▸ **Directions**:
Pictures are to be left out, but please repeat each record exactly.

(Items from a data source)
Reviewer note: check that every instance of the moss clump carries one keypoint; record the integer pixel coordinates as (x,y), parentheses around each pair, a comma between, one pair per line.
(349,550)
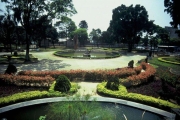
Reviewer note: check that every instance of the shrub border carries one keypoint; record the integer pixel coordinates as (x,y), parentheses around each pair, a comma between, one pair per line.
(122,93)
(24,96)
(161,59)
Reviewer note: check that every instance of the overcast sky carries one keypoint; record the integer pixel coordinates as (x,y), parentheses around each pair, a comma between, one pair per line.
(98,13)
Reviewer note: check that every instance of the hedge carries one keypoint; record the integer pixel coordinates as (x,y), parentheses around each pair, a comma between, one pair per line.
(123,94)
(25,96)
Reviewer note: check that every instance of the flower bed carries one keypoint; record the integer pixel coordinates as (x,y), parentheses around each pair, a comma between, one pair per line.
(22,80)
(86,75)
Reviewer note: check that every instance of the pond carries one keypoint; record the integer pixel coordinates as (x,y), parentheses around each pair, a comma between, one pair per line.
(85,54)
(117,110)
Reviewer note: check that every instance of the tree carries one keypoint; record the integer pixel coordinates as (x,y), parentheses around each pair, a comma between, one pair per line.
(105,36)
(52,33)
(66,25)
(7,28)
(82,35)
(83,24)
(128,23)
(95,35)
(172,8)
(26,11)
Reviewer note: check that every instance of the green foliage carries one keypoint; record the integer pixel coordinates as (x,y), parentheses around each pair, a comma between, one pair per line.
(25,96)
(113,83)
(62,84)
(127,26)
(162,65)
(123,94)
(11,69)
(82,35)
(78,107)
(171,60)
(172,8)
(168,77)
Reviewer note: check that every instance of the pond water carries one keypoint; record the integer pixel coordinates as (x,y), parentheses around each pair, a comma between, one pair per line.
(121,112)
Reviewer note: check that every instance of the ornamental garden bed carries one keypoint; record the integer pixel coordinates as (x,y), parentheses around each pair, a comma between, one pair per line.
(133,79)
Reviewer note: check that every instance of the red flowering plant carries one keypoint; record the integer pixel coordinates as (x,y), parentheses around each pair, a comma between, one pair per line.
(22,80)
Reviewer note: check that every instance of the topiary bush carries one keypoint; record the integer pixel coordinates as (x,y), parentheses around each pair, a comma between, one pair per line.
(62,84)
(113,83)
(11,69)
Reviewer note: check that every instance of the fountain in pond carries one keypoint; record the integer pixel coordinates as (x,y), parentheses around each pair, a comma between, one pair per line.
(87,54)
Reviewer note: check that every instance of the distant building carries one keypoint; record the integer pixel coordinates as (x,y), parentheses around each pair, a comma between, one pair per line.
(171,32)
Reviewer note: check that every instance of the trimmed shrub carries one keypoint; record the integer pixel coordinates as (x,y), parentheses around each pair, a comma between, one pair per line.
(113,83)
(62,84)
(11,69)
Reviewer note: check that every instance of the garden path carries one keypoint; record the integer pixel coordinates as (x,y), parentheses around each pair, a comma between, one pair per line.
(47,61)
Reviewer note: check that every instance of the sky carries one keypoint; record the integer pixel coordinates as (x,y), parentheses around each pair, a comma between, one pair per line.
(98,13)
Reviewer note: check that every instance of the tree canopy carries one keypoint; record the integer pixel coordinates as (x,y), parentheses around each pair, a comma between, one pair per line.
(172,8)
(82,35)
(128,23)
(83,24)
(28,11)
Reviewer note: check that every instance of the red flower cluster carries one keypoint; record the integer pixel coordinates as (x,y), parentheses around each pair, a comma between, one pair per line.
(24,80)
(88,75)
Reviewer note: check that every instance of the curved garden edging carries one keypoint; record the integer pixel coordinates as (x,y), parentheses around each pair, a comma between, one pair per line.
(123,94)
(98,99)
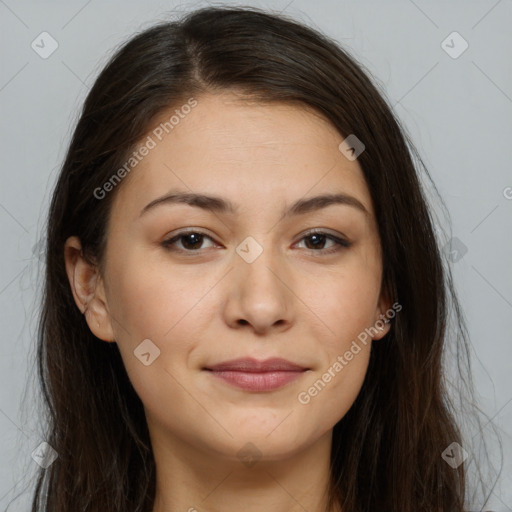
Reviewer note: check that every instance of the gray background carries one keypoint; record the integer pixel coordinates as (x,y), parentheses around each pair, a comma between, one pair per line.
(457,110)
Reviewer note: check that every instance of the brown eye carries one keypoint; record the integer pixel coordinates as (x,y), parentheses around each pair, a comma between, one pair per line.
(316,242)
(191,241)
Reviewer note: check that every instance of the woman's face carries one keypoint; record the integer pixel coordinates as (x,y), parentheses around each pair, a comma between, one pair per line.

▸ **Response for this exercise**:
Reviewer note: check that every instance of the moss clump carries one keypoint; record the integer pixel coordinates as (x,y), parentheses around each pair, a comma between, one pair per line.
(349,550)
Reviewer note: check that every instance of the shrub border carries one keypoint; record the integer pixel coordinates as (x,y), parentheses around each pair, a comma between, one pair per line.
(122,93)
(24,96)
(161,59)
Reviewer note: check that every instance of the overcast sky carries one keypoint; record the integer pixel coordinates as (x,y), parentheses around each pair, a comma between, one pair per line.
(98,13)
Reviewer note: check that every instance of the hedge carries one keypoint; record the integer pixel coordinates as (x,y), parentheses around each pair, a comma between, one pair per line.
(123,94)
(25,96)
Reviewer note: check that every instance of the flower bed carries one keypoint; record the integer pixel coordinates as (x,y), parentheses around each pair, a comma between, one pair per line.
(22,80)
(86,75)
Reviewer note: check that every instance of the pond carries one keypoint; record the integer pixel coordinates as (x,y), parentheses around each pair, a comma between, one pair per line.
(85,54)
(117,110)
Reviewer note: check that every instance of the tree carries one keypoint; record the integer pixel coordinates as (x,y), parentheses around each pair, a comma between, one pair per line.
(105,36)
(52,33)
(66,25)
(7,28)
(82,35)
(83,24)
(128,23)
(95,35)
(172,8)
(26,11)
Reviewer note: check that every instance of the green foliage carries one keypoint; record the integer pixel coordinates as (x,y), parentheses around each pair, a comma between, one pair per line.
(25,96)
(113,83)
(62,84)
(127,26)
(162,65)
(123,94)
(11,69)
(82,35)
(78,107)
(171,60)
(172,8)
(168,77)
Reviewer note: check that every instance of the pond water carries one keypoint; record the integer pixel coordinates as (x,y), parentheses around each pair, a comma between, one pair per line.
(121,112)
Reviewer note: check that every instance of the ornamental garden bed carries one keypoint; record the integer pixel coordinates as (x,y), parentheses around each pair, a comma between, one pair per line.
(133,79)
Reviewer note: check that every instance of the red flowering plant carries one keypoint; record the integer pixel coordinates as (x,y), parentheses around each pair, a comma between, one pair per line.
(22,80)
Reviewer note: check that every instance of the topiary bush carries one keypoint; record the integer pixel coordinates as (x,y), parentheses around each pair, a comma between, one pair per line.
(62,84)
(113,83)
(11,69)
Reviewer note: check that every instance of the fountain in pond carries one keypoint; record the integer pixel coordinates as (x,y), parentheses around each pair, a comma between, one pair per line.
(87,54)
Reviewer note: check that every instance of the distant building carries one keypoint; record the integer pixel coordinates as (x,y), parentheses around each pair, a comma between, one pair per line.
(171,32)
Reviewer note: check that every instance of the trimmed shrub carries one keypoint; record the integer pixel coordinates as (x,y), parentheses around each pair, a comma between, one pair per line.
(113,83)
(62,84)
(11,69)
Reviewer note: check that every instance of the garden path carries one keypoint; record the integer pixel coordinates as (x,y), parentheses around each pair, a comma between, one pair per line.
(47,61)
Reviewer note: check that every instance of the sky carries one keypoint; record the integer pixel coordinates as (x,y), parentheses around each pair, a comma between, one pair per line.
(98,13)
Reviewer note: check that every instance of the tree canopy carries one keypoint; record the integer pixel coordinates as (x,y), parentheses around each pair, a comma between, one pair per line.
(172,8)
(82,35)
(128,23)
(83,24)
(28,11)
Reviewer note: check that every instance of the red flower cluster carries one keypoint; record the integer pixel coordinates as (x,y), parentheses around each pair, a comma between, one pair per line.
(24,80)
(88,75)
Reviewer note: check that every instance of the curved garden edging carries one keypoint; record the integer pixel coordinates as (x,y), parentheses around each pair, a comma between, one pair per line.
(123,94)
(98,99)
Reviewer note: check that every instance of the gray background carries one keypoint; record the integer pixel coordinates as (x,y), parentheses around each pair, a comma between, one pair per line.
(457,110)
Reviewer note: check that every instance of the brown eye carries one keypoint; record the integer pixel coordinates as (x,y), parentheses around each pair, a comma between, one pair per line.
(316,242)
(191,241)
Reviewer note: check that every instance of the woman's face carries one keypoint; record the integer pixel coordinates as (x,y), parentheses around each pair, a comma between, one pair per line.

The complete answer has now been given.